◆ Your objective
Lay out every line of the items below as a Markdown table with the columns No. and Line, numbering the rows in order and leaving out any blank lines.

──────── Recorded data ────────

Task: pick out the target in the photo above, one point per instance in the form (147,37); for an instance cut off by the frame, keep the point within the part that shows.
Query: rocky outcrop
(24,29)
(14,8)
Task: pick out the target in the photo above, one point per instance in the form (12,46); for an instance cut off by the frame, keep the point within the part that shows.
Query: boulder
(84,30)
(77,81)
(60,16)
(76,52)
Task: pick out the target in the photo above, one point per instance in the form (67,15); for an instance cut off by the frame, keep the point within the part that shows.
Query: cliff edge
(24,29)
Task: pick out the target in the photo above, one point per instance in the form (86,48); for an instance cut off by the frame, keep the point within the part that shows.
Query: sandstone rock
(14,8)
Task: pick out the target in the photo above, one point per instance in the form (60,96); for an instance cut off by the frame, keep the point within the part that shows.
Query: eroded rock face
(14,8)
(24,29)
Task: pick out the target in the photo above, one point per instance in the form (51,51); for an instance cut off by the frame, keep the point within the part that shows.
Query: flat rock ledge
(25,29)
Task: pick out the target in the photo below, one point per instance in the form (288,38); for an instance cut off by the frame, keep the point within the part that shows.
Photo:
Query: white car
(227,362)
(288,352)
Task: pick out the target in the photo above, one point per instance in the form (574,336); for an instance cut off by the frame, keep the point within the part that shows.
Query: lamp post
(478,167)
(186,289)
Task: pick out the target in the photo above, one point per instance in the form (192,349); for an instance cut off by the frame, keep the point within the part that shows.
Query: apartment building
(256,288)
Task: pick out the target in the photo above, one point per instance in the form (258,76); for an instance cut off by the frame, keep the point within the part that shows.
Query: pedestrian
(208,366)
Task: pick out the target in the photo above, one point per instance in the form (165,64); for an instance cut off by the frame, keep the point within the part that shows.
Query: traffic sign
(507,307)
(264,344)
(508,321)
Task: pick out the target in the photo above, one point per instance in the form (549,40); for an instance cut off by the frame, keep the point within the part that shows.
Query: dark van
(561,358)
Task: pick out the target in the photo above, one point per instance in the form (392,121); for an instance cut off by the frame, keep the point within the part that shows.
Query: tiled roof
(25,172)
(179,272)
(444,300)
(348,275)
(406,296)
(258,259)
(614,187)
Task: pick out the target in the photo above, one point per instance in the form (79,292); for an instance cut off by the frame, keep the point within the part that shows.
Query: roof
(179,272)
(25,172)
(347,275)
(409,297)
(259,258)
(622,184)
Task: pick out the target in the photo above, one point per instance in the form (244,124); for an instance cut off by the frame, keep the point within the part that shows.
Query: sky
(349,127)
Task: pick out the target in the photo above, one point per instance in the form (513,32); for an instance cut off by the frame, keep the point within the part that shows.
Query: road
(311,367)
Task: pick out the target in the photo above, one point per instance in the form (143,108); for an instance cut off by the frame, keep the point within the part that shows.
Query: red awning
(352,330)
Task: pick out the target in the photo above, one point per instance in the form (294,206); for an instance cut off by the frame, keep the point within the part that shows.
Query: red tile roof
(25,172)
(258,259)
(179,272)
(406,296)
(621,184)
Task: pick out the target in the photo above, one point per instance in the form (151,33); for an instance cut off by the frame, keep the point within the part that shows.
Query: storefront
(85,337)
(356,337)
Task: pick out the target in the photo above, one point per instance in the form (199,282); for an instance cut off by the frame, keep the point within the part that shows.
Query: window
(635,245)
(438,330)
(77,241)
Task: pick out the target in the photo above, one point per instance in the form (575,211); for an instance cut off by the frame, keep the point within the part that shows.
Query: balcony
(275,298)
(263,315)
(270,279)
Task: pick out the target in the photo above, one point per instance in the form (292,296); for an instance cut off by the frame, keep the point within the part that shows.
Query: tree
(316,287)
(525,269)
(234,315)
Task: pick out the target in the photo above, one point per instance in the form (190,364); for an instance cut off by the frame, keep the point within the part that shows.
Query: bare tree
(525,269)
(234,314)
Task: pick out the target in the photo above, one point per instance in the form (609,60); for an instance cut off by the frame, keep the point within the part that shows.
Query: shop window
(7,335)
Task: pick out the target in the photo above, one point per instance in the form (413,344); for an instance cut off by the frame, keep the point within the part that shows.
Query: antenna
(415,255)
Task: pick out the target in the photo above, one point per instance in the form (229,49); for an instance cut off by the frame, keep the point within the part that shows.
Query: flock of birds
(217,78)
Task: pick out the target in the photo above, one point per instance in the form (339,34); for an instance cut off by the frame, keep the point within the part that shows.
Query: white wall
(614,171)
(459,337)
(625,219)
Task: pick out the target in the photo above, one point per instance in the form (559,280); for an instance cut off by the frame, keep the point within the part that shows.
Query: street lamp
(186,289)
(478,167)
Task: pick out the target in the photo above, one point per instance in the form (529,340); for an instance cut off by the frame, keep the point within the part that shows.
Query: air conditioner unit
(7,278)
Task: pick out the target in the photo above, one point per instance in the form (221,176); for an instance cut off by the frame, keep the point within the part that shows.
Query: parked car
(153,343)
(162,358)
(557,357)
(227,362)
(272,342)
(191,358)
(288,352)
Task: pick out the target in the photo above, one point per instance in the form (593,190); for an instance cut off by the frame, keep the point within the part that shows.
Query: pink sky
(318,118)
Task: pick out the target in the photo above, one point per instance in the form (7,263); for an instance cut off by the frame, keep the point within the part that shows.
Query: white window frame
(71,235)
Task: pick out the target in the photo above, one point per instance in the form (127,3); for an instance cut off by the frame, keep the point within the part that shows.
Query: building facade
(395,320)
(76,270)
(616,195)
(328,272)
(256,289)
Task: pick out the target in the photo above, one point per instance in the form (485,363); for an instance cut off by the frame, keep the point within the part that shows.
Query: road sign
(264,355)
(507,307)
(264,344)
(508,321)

────────

◆ Response
| No. | Line |
|---|---|
| 1 | Task: pick out the target in the photo above, one point per instance in the form (147,37); for an instance cut off by the frame, keep the point within the part that shows. |
| 2 | Query: rocky outcrop |
| 3 | (24,29) |
| 4 | (14,8) |
| 5 | Task: pick out the target in the photo above, one point per instance in the form (12,46); for an instance cut off by the frame, keep the point within the part that shows. |
| 6 | Query: boulder |
| 7 | (84,30) |
| 8 | (77,81) |
| 9 | (60,16) |
| 10 | (76,52) |
| 11 | Task: pick out the target in the photo above, one point per instance in the form (67,15); for an instance cut off by the frame, keep the point within the part that shows. |
| 12 | Query: cliff edge |
| 13 | (24,29) |
| 14 | Task: pick out the target in the photo above, one point per instance in the form (86,48); for an instance cut off by the frame, keep the point within the part that shows. |
| 15 | Query: sandstone rock |
| 16 | (14,8) |
| 17 | Task: pick out the target in the photo above, one point per instance in the form (60,96); for an instance cut off by the frame, keep the point within the part that shows. |
| 18 | Query: eroded rock face |
| 19 | (14,8) |
| 20 | (24,29) |
| 21 | Task: pick out the target in the photo above, one point per instance in the form (51,51); for an instance cut off by the frame, keep the point within the part that shows. |
| 22 | Query: flat rock ledge |
| 23 | (25,29) |
| 24 | Task: pick out the target in the photo below, one point per instance in the form (288,38); for an instance cut off by the frame, keep the point within the part that shows. |
| 25 | Photo: |
| 26 | Query: white car |
| 27 | (227,362) |
| 28 | (288,352) |
| 29 | Task: pick out the target in the photo above, one point per instance in the form (574,336); for an instance cut off by the frame, keep the point within the part that shows. |
| 30 | Query: lamp post |
| 31 | (478,167) |
| 32 | (186,289) |
| 33 | Task: pick out the target in the photo above, one point per instance in the form (192,349); for an instance cut off by the frame, keep the point within the part that shows. |
| 34 | Query: apartment building |
| 35 | (256,288) |
| 36 | Task: pick out the target in the photo above, one point per instance in the form (258,76); for an instance cut off by the frame, keep the point within the part that shows. |
| 37 | Query: pedestrian |
| 38 | (208,366) |
| 39 | Task: pick out the target in the photo above, one point per instance in the form (165,64); for an instance cut off by the frame, keep the point within the part that shows. |
| 40 | Query: traffic sign |
| 41 | (507,307) |
| 42 | (264,344) |
| 43 | (508,321) |
| 44 | Task: pick out the target in the photo above, one point per instance in the form (549,40); for an instance cut off by the frame, keep the point within the part that shows. |
| 45 | Query: dark van |
| 46 | (561,358) |
| 47 | Task: pick out the target in the photo above, one point per instance in the form (392,121); for an instance cut off by the frame, keep the point within the part that shows. |
| 48 | Query: tiled roof |
| 49 | (25,172) |
| 50 | (179,272) |
| 51 | (444,300) |
| 52 | (348,275) |
| 53 | (406,296) |
| 54 | (258,259) |
| 55 | (614,187) |
| 56 | Task: pick out the target in the photo above, one point per instance in the form (79,292); for an instance cut off by the frame, keep the point within the part that shows. |
| 57 | Query: roof |
| 58 | (179,272) |
| 59 | (25,172) |
| 60 | (347,275) |
| 61 | (409,297) |
| 62 | (259,258) |
| 63 | (622,184) |
| 64 | Task: pick out the target in the photo above, one point per instance in the form (244,124); for an instance cut off by the frame, keep the point within the part that shows. |
| 65 | Query: sky |
| 66 | (349,127) |
| 67 | Task: pick out the target in the photo above, one point per instance in the form (513,32); for an instance cut off by the frame, keep the point within the part that shows. |
| 68 | Query: road |
| 69 | (311,367) |
| 70 | Task: pick out the target in the photo above, one point per instance in the form (143,108); for an instance cut off by the frame, keep the point within the part that shows. |
| 71 | Query: red awning |
| 72 | (352,330) |
| 73 | Task: pick out the target in the photo above, one point per instance in the form (294,206); for an instance cut off by the frame, keep the point within the part that shows. |
| 74 | Query: red tile roof |
| 75 | (25,172) |
| 76 | (258,259) |
| 77 | (179,272) |
| 78 | (406,296) |
| 79 | (621,184) |
| 80 | Task: pick out the target in the photo above, one point per instance in the form (151,33); for an instance cut off by the frame, keep the point within the part that shows. |
| 81 | Query: storefront |
| 82 | (85,337) |
| 83 | (356,337) |
| 84 | Task: pick out the target in the photo above, one point per instance in the form (199,282); for an instance cut off by the frame, keep the point within the part that shows. |
| 85 | Query: window |
| 86 | (635,245) |
| 87 | (438,330) |
| 88 | (77,241) |
| 89 | Task: pick out the target in the photo above, one point per instance in the form (575,211); for an instance cut off by the frame, keep the point within the part that shows. |
| 90 | Query: balcony |
| 91 | (275,298) |
| 92 | (263,315) |
| 93 | (270,279) |
| 94 | Task: pick out the target in the photo above, one point per instance in the form (292,296); for an instance cut off by the frame, keep the point within the part that shows. |
| 95 | Query: tree |
| 96 | (316,287) |
| 97 | (525,269) |
| 98 | (234,315) |
| 99 | Task: pick out the target in the photo above, one point per instance in the form (190,364); for an instance cut off by the frame, keep the point within the part that shows. |
| 100 | Query: bare tree |
| 101 | (525,269) |
| 102 | (234,314) |
| 103 | Task: pick out the target in the photo above, one point per instance in the form (609,60); for an instance cut off by the frame, keep the point within the part that shows. |
| 104 | Query: shop window |
| 105 | (7,335) |
| 106 | Task: pick out the target in the photo above, one point per instance in the form (413,344); for an instance cut off by the frame, keep the point within the part that shows. |
| 107 | Query: antenna |
| 108 | (415,255) |
| 109 | Task: pick out the target in the photo above, one point per instance in the form (229,49); for an instance cut off by the frame, keep the point within the part that shows. |
| 110 | Query: flock of birds |
| 111 | (217,78) |
| 112 | Task: pick out the target in the photo above, one point per instance in the form (339,34); for an instance cut off by the frame, keep the point within the part that shows. |
| 113 | Query: white wall |
| 114 | (614,171) |
| 115 | (459,337) |
| 116 | (625,219) |
| 117 | Task: pick out the target in the photo above, one point per instance in the form (559,280); for an instance cut off by the frame, keep the point within the part that shows. |
| 118 | Query: street lamp |
| 119 | (186,289) |
| 120 | (478,167) |
| 121 | Task: pick out the target in the photo above, one point per instance in the form (529,340); for an instance cut off by the frame, keep the point within the part that shows. |
| 122 | Query: air conditioner unit |
| 123 | (7,278) |
| 124 | Task: pick out the target in the photo above, one point per instance in the form (221,176); for an instance cut off by the frame, keep the point within the part that shows. |
| 125 | Query: parked car |
| 126 | (153,343) |
| 127 | (162,358) |
| 128 | (557,357) |
| 129 | (227,362) |
| 130 | (272,342) |
| 131 | (191,358) |
| 132 | (288,352) |
| 133 | Task: pick out the target in the photo above, one point per instance in the form (593,190); for an instance cut off by the frame, keep the point within the part that shows. |
| 134 | Query: pink sky |
| 135 | (318,118) |
| 136 | Task: pick out the target in the photo above, one point per instance in the form (7,263); for an instance cut off by the frame, keep the point within the part that shows. |
| 137 | Query: white window frame |
| 138 | (71,235) |
| 139 | Task: pick out the target in the photo above, one point per instance in the form (127,3); for an instance cut off by the frame, keep the point within the part that shows. |
| 140 | Query: building facade |
| 141 | (395,320) |
| 142 | (76,270) |
| 143 | (616,195) |
| 144 | (328,272) |
| 145 | (256,289) |
| 146 | Task: pick out the target in the photo above, one point per instance in the form (485,363); for an instance cut off by the frame, keep the point within the part that shows. |
| 147 | Query: road sign |
| 148 | (264,355) |
| 149 | (507,307) |
| 150 | (264,344) |
| 151 | (508,321) |